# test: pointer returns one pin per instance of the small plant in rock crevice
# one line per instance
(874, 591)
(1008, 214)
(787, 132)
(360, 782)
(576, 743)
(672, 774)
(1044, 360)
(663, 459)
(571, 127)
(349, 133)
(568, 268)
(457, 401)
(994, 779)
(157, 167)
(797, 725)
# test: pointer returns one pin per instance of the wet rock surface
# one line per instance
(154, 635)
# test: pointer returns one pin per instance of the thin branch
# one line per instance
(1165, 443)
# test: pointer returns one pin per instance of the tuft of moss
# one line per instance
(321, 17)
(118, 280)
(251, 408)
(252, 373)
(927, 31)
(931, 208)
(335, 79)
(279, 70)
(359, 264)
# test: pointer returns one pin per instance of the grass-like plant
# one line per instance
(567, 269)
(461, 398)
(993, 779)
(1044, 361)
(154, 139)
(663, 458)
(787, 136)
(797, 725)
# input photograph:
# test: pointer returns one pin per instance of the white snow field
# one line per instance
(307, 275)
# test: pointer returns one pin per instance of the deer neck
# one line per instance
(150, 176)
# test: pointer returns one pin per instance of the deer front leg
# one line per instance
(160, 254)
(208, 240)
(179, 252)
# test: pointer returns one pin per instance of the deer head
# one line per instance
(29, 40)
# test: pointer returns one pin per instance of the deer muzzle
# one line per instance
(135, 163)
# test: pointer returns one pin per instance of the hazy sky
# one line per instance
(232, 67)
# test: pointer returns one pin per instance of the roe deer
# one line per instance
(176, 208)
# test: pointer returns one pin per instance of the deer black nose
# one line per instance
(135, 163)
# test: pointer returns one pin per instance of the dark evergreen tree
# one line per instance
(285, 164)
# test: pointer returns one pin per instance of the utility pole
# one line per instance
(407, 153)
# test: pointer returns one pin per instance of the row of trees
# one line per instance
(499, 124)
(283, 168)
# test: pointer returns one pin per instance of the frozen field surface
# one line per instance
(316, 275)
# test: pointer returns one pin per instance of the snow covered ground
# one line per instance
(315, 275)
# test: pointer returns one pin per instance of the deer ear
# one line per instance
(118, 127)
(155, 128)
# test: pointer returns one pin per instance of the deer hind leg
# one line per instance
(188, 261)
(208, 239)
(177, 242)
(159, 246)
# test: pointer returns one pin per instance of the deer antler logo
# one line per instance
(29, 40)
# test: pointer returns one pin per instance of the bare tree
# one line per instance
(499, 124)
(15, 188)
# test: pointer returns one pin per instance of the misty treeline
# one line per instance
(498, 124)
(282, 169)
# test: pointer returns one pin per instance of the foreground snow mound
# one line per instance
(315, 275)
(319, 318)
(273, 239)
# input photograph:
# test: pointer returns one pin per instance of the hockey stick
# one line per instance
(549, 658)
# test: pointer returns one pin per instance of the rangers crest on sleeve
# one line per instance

## TASK DETAILS
Note each line of the entries that has "deer" in it, and copy those lines.

## EXERCISE SOLUTION
# test: pointer returns one pin per instance of the deer neck
# test: pointer returns one pin per instance of the deer front leg
# test: pointer returns one pin per instance of the deer head
# test: pointer returns one pin per instance of the deer muzzle
# test: pointer returns one pin per instance of the roe deer
# test: pointer returns one pin per instance of the deer black nose
# test: pointer returns one pin per instance of the deer ear
# test: pointer returns one pin per instance of the deer hind leg
# test: pointer returns one pin per instance of the deer antler logo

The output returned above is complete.